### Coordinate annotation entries
________________
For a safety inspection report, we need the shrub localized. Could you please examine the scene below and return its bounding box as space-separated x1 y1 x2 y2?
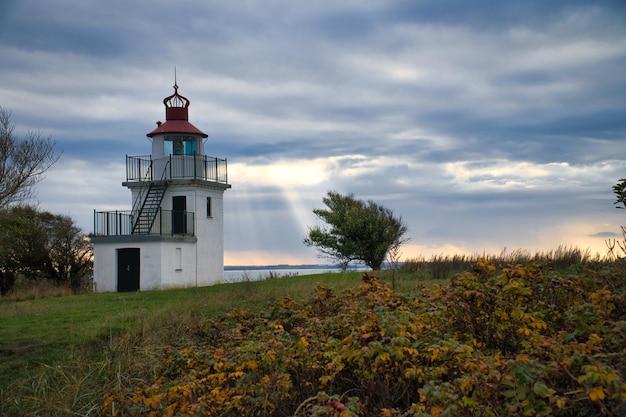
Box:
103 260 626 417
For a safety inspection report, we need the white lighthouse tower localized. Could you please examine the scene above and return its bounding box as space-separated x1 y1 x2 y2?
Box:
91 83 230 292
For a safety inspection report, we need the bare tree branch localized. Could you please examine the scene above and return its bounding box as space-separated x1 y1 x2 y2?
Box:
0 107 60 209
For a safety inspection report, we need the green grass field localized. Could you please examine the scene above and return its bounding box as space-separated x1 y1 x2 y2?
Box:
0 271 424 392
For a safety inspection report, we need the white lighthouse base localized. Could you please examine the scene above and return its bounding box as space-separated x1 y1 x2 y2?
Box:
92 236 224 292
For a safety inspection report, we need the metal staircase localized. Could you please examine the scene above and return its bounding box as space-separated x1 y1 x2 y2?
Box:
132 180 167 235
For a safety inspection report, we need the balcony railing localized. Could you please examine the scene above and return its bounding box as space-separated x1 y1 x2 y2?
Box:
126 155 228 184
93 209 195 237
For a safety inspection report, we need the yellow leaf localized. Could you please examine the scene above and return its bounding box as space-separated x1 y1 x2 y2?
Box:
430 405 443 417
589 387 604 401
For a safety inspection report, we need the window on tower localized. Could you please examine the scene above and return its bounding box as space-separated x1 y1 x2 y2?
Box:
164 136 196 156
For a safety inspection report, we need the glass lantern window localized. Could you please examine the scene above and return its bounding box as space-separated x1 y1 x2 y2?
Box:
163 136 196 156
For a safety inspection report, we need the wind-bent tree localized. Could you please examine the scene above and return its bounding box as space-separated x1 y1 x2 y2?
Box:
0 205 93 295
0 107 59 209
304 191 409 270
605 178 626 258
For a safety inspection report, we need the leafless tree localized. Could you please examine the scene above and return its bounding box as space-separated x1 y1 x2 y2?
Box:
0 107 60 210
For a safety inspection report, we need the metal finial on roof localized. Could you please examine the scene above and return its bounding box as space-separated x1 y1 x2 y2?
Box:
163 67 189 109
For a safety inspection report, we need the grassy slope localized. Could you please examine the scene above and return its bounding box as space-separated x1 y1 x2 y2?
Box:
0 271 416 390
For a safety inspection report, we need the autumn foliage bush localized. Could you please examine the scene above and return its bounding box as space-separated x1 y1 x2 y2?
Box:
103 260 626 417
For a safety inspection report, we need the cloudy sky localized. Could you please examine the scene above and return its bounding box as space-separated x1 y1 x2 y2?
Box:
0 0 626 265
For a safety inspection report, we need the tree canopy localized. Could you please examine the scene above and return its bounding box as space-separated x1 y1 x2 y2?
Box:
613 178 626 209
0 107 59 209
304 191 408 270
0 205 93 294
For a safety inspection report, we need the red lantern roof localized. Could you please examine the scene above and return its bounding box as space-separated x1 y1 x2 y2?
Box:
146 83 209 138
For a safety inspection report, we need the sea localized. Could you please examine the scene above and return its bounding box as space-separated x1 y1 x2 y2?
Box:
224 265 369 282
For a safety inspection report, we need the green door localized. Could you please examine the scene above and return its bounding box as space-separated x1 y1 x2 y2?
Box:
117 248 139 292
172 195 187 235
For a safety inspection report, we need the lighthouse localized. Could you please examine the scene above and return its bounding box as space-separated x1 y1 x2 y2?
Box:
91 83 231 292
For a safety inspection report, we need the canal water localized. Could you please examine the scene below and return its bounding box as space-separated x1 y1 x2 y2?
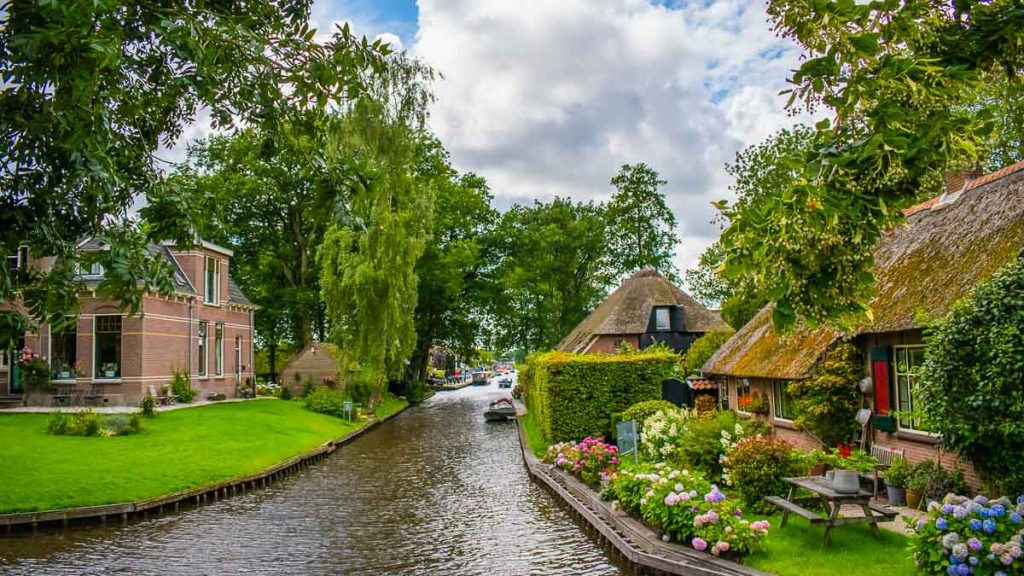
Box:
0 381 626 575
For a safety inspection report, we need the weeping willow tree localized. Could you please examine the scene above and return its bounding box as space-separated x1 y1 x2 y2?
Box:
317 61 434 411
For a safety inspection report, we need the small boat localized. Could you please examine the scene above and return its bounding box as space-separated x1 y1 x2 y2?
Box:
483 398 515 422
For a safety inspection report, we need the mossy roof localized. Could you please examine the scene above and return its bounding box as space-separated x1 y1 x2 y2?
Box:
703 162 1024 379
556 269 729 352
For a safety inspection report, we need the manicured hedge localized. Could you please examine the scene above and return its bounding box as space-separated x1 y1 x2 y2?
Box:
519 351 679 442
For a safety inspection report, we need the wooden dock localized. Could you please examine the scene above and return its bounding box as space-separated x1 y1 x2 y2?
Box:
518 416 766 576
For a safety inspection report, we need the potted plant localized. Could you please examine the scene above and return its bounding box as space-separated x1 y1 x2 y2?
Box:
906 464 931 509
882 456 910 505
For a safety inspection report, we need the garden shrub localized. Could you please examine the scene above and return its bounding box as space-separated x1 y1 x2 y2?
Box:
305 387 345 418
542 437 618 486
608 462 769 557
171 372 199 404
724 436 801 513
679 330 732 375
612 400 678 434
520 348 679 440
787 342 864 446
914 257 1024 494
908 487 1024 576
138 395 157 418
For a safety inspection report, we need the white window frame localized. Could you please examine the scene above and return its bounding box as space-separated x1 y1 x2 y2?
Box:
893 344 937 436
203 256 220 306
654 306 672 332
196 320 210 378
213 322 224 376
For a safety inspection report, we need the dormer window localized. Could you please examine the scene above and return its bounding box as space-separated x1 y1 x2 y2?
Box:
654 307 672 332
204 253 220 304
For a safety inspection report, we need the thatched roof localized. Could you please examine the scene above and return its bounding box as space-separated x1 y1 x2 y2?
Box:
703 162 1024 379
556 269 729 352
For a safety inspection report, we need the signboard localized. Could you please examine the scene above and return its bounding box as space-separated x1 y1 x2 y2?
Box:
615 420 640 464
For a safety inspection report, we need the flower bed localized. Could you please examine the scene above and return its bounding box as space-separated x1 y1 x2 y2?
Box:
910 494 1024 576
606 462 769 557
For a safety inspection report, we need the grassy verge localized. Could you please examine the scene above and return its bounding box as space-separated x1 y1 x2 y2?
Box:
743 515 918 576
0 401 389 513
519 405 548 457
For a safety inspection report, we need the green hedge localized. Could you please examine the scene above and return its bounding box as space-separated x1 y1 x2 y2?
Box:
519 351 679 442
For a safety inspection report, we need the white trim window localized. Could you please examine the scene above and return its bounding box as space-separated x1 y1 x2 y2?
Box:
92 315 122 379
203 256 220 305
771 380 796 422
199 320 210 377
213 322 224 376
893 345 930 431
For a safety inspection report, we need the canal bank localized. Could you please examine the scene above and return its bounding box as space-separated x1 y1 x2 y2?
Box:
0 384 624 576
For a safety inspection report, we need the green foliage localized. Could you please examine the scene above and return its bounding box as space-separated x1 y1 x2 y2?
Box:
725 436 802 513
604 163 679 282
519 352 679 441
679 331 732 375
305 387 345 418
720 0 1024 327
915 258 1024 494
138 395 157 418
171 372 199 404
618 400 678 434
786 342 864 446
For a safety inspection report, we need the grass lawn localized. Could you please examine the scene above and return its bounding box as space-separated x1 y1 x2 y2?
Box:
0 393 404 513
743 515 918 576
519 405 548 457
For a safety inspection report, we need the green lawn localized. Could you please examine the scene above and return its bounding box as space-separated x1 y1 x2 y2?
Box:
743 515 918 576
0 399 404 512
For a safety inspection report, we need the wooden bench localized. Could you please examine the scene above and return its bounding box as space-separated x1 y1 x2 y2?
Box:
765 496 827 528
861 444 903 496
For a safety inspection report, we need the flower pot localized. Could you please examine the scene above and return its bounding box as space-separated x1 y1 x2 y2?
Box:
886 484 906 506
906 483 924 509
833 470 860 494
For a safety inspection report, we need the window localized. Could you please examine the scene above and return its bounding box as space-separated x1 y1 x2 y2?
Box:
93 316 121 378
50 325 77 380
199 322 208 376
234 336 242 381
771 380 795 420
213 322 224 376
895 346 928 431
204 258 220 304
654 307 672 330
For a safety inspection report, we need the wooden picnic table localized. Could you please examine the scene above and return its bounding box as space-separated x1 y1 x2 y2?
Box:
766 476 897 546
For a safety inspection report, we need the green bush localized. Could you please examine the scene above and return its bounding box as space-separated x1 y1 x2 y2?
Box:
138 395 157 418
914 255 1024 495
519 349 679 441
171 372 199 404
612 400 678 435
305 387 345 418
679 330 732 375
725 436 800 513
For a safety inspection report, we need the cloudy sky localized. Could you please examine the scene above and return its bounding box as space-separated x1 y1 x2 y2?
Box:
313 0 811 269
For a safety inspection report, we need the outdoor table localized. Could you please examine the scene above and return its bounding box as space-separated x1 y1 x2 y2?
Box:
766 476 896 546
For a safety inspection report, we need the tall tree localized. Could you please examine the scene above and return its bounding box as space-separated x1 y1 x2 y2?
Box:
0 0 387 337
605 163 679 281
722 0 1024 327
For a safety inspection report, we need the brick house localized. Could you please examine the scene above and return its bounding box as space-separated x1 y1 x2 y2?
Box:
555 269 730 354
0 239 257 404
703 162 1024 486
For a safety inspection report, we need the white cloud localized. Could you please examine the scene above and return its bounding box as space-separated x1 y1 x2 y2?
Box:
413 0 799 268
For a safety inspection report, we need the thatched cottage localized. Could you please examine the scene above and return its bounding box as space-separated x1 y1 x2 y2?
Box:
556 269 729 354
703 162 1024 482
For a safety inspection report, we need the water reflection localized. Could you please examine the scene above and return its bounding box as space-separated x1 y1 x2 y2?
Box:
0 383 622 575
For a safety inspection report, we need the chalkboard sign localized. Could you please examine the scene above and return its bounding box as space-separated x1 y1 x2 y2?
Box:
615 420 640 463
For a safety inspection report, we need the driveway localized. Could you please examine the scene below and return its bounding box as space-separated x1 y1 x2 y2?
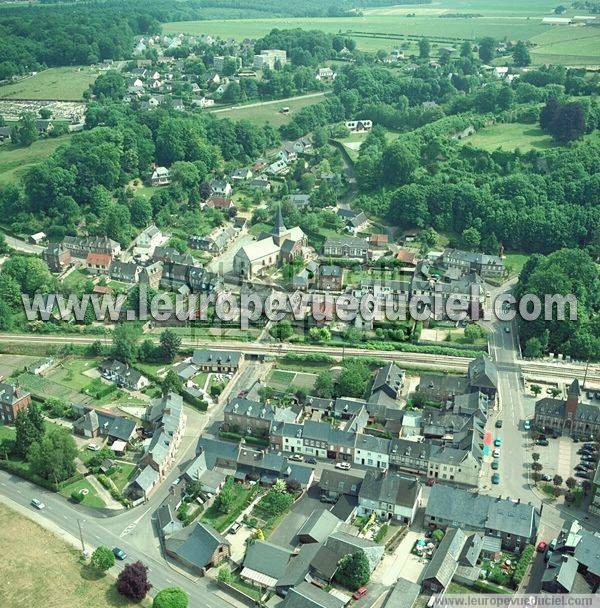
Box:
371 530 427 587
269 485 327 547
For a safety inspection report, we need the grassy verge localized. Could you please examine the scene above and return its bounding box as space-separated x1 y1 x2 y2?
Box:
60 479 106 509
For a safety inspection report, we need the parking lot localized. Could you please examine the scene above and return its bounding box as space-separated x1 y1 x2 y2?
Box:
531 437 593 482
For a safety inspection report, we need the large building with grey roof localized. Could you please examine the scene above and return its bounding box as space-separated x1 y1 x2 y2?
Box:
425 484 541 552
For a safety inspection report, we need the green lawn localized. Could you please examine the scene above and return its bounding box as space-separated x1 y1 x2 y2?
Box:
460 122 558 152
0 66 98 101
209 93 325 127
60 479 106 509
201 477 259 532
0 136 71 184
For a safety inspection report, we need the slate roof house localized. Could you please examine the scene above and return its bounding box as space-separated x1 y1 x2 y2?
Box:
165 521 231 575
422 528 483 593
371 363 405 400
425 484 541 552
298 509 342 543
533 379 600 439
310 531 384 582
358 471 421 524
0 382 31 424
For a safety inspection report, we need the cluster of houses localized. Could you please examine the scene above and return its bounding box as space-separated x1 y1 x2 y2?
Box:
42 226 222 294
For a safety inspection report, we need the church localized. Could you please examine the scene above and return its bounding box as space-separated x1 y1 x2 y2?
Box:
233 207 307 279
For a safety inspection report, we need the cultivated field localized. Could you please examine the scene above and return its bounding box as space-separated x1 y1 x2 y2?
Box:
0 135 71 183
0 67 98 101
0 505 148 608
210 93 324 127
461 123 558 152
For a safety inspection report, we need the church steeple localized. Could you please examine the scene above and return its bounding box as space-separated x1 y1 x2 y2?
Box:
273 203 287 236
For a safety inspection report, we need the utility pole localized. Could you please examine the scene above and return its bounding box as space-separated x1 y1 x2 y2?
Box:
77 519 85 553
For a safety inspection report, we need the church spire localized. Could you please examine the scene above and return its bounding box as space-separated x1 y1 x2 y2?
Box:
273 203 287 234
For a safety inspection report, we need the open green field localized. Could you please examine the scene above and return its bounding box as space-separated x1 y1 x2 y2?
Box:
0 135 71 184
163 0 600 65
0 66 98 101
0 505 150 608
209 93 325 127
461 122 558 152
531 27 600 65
________________
### What this task involves
Copy out the rows word for word, starting with the line containing "For a safety inspection report, we need the church localized." and going through the end of the rows above, including both ends.

### Correct answer
For a safety inspection report, we need the church localized. Could you please examine the scene above and return its bounding box as space-separated x1 y1 x2 y2?
Box:
233 207 307 279
For a safety inspection report, we need the cultivated field localized. Could you please examine the scene above and return its bounding box as space-separated x1 y1 x2 y2?
Box:
0 135 71 183
0 67 98 101
0 505 148 608
210 93 324 127
461 123 558 152
For a safety inspection report, we need the church steeple localized. Could you please examine the scene above and return its bounding box as space-separated x1 y1 x2 y2?
Box:
273 203 287 236
For a safety inspection report, we need the utility pole localized. Could you please examine the scene above and return its bounding box as space-separated x1 y1 x2 y2?
Box:
77 519 85 553
For a safety inspection report, we need the church spire localized. Could you please examine the scene above and return its bounding box as space-separated x1 y1 x2 y2?
Box:
273 203 287 234
For a safety inspection report, we need the open green field localized. Could you please examine the scene above and return its bounding box as space-separated x1 y1 x2 y2?
Box:
0 135 71 184
163 0 600 65
0 66 98 101
0 505 150 608
209 93 325 127
461 122 558 152
531 27 600 65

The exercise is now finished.